*WORK TO DO*
Format every line of the entries below as a JSON list of strings, one string per line, omitting any blank lines.

[begin MATERIAL FOR THIS TASK]

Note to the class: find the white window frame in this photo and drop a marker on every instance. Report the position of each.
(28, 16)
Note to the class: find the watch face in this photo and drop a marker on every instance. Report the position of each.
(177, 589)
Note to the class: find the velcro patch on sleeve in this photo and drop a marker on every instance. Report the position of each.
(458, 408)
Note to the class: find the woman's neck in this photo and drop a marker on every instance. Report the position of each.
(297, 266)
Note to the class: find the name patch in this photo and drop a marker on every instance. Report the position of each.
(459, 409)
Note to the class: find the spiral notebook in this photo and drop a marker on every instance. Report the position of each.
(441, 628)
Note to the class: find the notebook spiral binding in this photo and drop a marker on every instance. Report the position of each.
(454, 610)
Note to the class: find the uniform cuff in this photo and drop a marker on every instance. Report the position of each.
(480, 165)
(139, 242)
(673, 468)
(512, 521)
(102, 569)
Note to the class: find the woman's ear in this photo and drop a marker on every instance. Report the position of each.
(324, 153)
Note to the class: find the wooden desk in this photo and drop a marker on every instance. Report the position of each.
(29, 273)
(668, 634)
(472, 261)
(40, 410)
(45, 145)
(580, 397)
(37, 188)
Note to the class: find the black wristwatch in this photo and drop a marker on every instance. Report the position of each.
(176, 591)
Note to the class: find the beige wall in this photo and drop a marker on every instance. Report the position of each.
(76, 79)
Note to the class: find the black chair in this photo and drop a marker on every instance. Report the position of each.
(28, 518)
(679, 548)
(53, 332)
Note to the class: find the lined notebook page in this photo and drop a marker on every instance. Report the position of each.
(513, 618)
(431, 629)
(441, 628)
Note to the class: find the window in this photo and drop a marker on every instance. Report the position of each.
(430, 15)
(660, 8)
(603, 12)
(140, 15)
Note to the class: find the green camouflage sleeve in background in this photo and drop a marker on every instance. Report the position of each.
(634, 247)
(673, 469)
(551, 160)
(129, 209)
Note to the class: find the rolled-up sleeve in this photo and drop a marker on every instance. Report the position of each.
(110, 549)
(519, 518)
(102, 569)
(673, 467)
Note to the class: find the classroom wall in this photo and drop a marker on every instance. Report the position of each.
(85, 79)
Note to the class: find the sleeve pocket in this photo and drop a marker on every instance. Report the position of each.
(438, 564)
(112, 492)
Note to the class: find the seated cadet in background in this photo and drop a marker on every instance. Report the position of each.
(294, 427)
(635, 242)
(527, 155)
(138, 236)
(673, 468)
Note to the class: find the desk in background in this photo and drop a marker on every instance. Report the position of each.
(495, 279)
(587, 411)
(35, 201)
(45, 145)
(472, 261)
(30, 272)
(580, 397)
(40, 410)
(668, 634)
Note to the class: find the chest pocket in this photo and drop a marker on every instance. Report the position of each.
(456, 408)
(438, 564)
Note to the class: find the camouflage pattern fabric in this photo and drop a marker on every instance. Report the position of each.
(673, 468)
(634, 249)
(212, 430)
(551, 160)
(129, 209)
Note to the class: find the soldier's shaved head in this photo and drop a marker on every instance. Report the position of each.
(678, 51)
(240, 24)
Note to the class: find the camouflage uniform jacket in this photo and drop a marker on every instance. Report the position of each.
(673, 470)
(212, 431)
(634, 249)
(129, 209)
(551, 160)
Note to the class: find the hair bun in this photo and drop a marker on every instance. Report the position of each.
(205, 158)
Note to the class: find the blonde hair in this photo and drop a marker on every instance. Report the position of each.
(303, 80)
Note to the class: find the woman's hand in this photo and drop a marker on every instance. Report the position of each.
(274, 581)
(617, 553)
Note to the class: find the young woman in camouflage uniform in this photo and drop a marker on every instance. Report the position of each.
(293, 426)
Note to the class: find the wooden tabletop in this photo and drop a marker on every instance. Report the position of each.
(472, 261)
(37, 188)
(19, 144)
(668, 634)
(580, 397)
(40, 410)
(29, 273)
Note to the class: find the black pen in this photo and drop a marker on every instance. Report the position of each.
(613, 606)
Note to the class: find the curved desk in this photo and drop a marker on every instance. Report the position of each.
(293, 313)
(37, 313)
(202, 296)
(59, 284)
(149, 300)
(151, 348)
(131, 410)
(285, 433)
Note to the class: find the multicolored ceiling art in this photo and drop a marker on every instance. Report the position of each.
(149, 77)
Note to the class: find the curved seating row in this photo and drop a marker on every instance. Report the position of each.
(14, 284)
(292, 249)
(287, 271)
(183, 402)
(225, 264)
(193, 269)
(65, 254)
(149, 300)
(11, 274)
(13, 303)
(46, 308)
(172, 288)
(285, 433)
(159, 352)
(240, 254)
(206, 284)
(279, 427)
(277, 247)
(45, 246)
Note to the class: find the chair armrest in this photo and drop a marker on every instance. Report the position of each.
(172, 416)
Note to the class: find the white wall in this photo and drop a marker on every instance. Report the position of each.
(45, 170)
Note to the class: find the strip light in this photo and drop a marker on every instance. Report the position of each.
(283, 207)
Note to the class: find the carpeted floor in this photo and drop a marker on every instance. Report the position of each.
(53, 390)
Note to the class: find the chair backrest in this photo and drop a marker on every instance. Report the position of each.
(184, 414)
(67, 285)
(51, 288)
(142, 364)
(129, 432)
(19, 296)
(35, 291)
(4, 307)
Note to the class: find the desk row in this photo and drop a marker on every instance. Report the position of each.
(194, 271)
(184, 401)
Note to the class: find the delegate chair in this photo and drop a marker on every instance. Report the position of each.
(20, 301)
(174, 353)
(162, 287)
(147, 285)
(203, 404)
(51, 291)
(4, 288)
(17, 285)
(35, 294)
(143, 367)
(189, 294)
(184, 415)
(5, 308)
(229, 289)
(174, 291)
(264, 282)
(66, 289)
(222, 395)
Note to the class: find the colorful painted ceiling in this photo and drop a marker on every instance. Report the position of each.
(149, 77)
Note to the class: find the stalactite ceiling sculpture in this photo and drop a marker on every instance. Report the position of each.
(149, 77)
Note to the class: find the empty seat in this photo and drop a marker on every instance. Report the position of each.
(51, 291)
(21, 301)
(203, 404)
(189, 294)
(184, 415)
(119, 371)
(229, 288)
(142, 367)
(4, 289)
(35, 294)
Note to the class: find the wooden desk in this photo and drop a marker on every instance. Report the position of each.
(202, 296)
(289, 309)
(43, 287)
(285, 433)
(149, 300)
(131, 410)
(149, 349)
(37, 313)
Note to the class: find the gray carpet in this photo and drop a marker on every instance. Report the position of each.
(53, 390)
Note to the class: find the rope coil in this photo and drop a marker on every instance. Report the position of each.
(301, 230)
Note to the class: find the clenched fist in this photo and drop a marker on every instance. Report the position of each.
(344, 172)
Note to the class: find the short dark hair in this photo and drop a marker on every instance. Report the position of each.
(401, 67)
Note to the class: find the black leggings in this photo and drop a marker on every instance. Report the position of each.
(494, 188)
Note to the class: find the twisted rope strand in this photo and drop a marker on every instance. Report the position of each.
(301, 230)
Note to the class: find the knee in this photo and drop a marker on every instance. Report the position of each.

[end MATERIAL FOR THIS TASK]

*SOLVED EXERCISE*
[
  "Note to the class: find the white window frame in this photo and drop a marker on every instance. Report the position of each.",
  "(28, 16)",
  "Note to the class: find the watch face in this photo and drop a marker on every instance. Report the position of each.",
  "(177, 589)",
  "Note to the class: find the velcro patch on sleeve in this photo and drop a marker on every instance. Report the position of each.",
  "(458, 408)",
  "Note to the class: find the woman's neck in this photo and drop a marker on every instance. Report the position of each.",
  "(297, 266)",
  "Note to the class: find the name patch in this photo and drop a marker on every instance. Report the position of each.",
  "(459, 409)",
  "Note to the class: find the spiral notebook in this photo and drop a marker on every instance. Report the position of each.",
  "(441, 628)",
  "Note to the class: find the notebook spiral binding in this photo and drop a marker on every instance. Report the position of each.",
  "(454, 610)",
  "Note to the class: find the uniform cuff in this photo and drop a marker on every instance. Report the position of each.",
  "(480, 165)",
  "(139, 242)",
  "(673, 468)",
  "(512, 521)",
  "(102, 569)",
  "Note to the class: find the woman's ear in this photo and drop a marker on every instance. Report the position of each.",
  "(324, 153)",
  "Note to the class: find the wooden desk in this photo and drop a marker on every instance. Report the position of each.",
  "(29, 273)",
  "(668, 634)",
  "(472, 261)",
  "(40, 410)",
  "(45, 145)",
  "(580, 397)",
  "(37, 188)",
  "Note to the class: find the black wristwatch in this photo and drop a marker on every instance. Report the position of each.",
  "(176, 591)",
  "Note to the class: find the beige wall in this photo and drop a marker on every instance. Report the position of each.",
  "(76, 79)",
  "Note to the class: find the black chair in this photo and drop a marker on every instance. Report the position of each.",
  "(28, 518)",
  "(679, 548)",
  "(53, 332)",
  "Note to the class: find the lined notebook page in this photo and drop a marker on every instance. Report the position of each.",
  "(513, 618)",
  "(431, 629)",
  "(441, 628)",
  "Note to the class: find the window in this photo and drop a marker on every instance. Report the position of each.",
  "(430, 15)",
  "(660, 8)",
  "(603, 12)",
  "(140, 15)",
  "Note to the class: find the green camouflage sleeve in background in this photo and drop a marker on every instance. Report the position of each.",
  "(634, 247)",
  "(673, 469)",
  "(551, 160)",
  "(129, 209)",
  "Note to the class: find the rolled-up sleeve in this photo and drop a marker on every instance. Report the position of each.",
  "(110, 549)",
  "(519, 518)",
  "(102, 569)",
  "(673, 467)",
  "Note to the class: find the classroom wall in this photo and drop a marker on every instance. Report the position of each.",
  "(85, 79)",
  "Note to the class: find the sleeve pocket in this photo and drop a marker on every instance. Report the position of each.",
  "(438, 564)",
  "(112, 492)",
  "Note to the class: find the seated cadet in background in this photo and drop a marker on every instance. Report the position of each.",
  "(294, 427)",
  "(635, 242)",
  "(527, 155)",
  "(138, 236)",
  "(673, 468)",
  "Note to the class: find the desk in background in this photo and drop a marker on every instance. Report the position of each.",
  "(495, 279)",
  "(587, 411)",
  "(35, 201)",
  "(45, 145)",
  "(472, 261)",
  "(30, 272)",
  "(580, 397)",
  "(40, 410)",
  "(668, 634)",
  "Note to the class: find the chest pocket in this photo and drop a marker on every instance. Report the position of each.",
  "(456, 408)",
  "(438, 564)",
  "Note to the class: find the camouflage pattern fabric in this photo and drop a marker on every instance. Report the position of each.",
  "(673, 468)",
  "(634, 249)",
  "(212, 430)",
  "(551, 160)",
  "(129, 209)",
  "Note to the class: find the soldier's shaved head in this photo and drop a marker on every instance. Report the position of each.",
  "(678, 51)",
  "(240, 24)",
  "Note to the class: find the camouflage uniform jacket in this photo and drop a marker on every instance. Report the position of each.",
  "(673, 470)",
  "(212, 431)",
  "(634, 249)",
  "(129, 209)",
  "(551, 160)",
  "Note to the class: find the hair bun in this photo and drop a marker on every instance. Report the position of each.",
  "(205, 158)",
  "Note to the class: find the blonde hair in this photo and drop a marker on every instance. Report the position of each.",
  "(303, 80)",
  "Note to the class: find the woman's hand in this photo and drop a marker on every instance. Report the position of each.",
  "(274, 581)",
  "(617, 553)",
  "Note to the class: find the young woman in camouflage uniform in this photo and drop a marker on every instance. Report the position of each.",
  "(293, 426)",
  "Note to the class: find the wooden tabletop in this photo and drop a marker on every instance. Report the position of each.",
  "(472, 261)",
  "(37, 188)",
  "(19, 144)",
  "(668, 634)",
  "(580, 397)",
  "(40, 410)",
  "(29, 273)",
  "Note to the class: find the black pen in this photo and drop a marker on every instance. Report the position of each.",
  "(613, 606)",
  "Note to the class: find the curved desk in this photo and drop a marker on every instance. Report the position of each.",
  "(293, 313)",
  "(37, 313)",
  "(202, 296)",
  "(59, 284)",
  "(149, 300)",
  "(151, 348)",
  "(131, 410)",
  "(285, 433)",
  "Note to the class: find the multicolored ceiling art in this photo and drop a marker on every instance. Report the position of each.",
  "(149, 77)",
  "Note to the class: find the curved seating row in this photo and drop a marker on every instance. Report the position of each.",
  "(14, 284)",
  "(292, 249)",
  "(287, 271)",
  "(183, 402)",
  "(225, 264)",
  "(193, 269)",
  "(65, 254)",
  "(149, 300)",
  "(11, 274)",
  "(13, 303)",
  "(46, 308)",
  "(172, 288)",
  "(285, 433)",
  "(159, 352)",
  "(240, 254)",
  "(206, 284)",
  "(279, 427)",
  "(277, 247)",
  "(45, 246)",
  "Note to the class: find the chair armrest in this photo and drop a marker on every instance. Report the position of each.",
  "(172, 416)",
  "Note to the class: find the white wall in this photo and drop a marker on every instance. Report the position of each.",
  "(45, 170)",
  "Note to the class: find the strip light in this photo and drop a marker on every instance. Report the position of each.",
  "(283, 207)",
  "Note to the class: find the carpeted floor in this photo and drop a marker on every instance. Report the position of each.",
  "(53, 390)",
  "Note to the class: find the chair backrest in this photo and drop a marker on every instance. Report the position of each.",
  "(184, 414)",
  "(67, 285)",
  "(51, 288)",
  "(142, 364)",
  "(129, 432)",
  "(19, 296)",
  "(35, 291)",
  "(4, 307)",
  "Note to the class: find the desk row in this photo and drop a marker on every instance. Report the position of each.",
  "(194, 271)",
  "(184, 401)",
  "Note to the class: find the delegate chair in this photo and drop a marker on every instance. Report the position of each.",
  "(20, 301)",
  "(174, 353)",
  "(162, 287)",
  "(147, 285)",
  "(203, 404)",
  "(51, 291)",
  "(4, 288)",
  "(17, 285)",
  "(35, 294)",
  "(143, 367)",
  "(189, 294)",
  "(184, 415)",
  "(5, 308)",
  "(229, 289)",
  "(174, 291)",
  "(264, 282)",
  "(66, 289)",
  "(222, 395)",
  "Note to the class: find the colorful painted ceiling in this photo and drop a marker on every instance. Report the position of each.",
  "(149, 77)",
  "Note to the class: find the stalactite ceiling sculpture in this photo and drop a marker on every instance. Report the position of each.",
  "(149, 77)",
  "Note to the class: find the empty seat in this photo and drop a marker on every instance. Report the position of each.",
  "(51, 291)",
  "(21, 301)",
  "(203, 404)",
  "(189, 294)",
  "(184, 415)",
  "(119, 371)",
  "(229, 288)",
  "(142, 367)",
  "(4, 289)",
  "(35, 294)",
  "Note to the class: find the wooden desk in this photo and drop a marker on every instance. Report the position of each.",
  "(202, 296)",
  "(289, 309)",
  "(43, 287)",
  "(285, 433)",
  "(149, 300)",
  "(131, 410)",
  "(149, 349)",
  "(37, 313)",
  "Note to the class: find the gray carpet in this photo and drop a marker on every instance. Report the position of each.",
  "(53, 390)",
  "Note to the class: find the rope coil in this photo and drop a marker on every instance. Report the position of each.",
  "(301, 230)",
  "Note to the class: find the clenched fist in this photo and drop a marker on every instance. Report the position of each.",
  "(344, 172)",
  "Note to the class: find the short dark hair in this photo and drop a marker on every instance. Report the position of each.",
  "(401, 67)",
  "Note to the class: find the black leggings in this photo and drop a marker on every instance. Report the position of each.",
  "(494, 188)",
  "Note to the class: find the twisted rope strand in this photo and drop a marker on every instance. Report the position of each.",
  "(301, 230)",
  "Note to the class: find the knee in this photo and drop a marker on every instance. Report the position of each."
]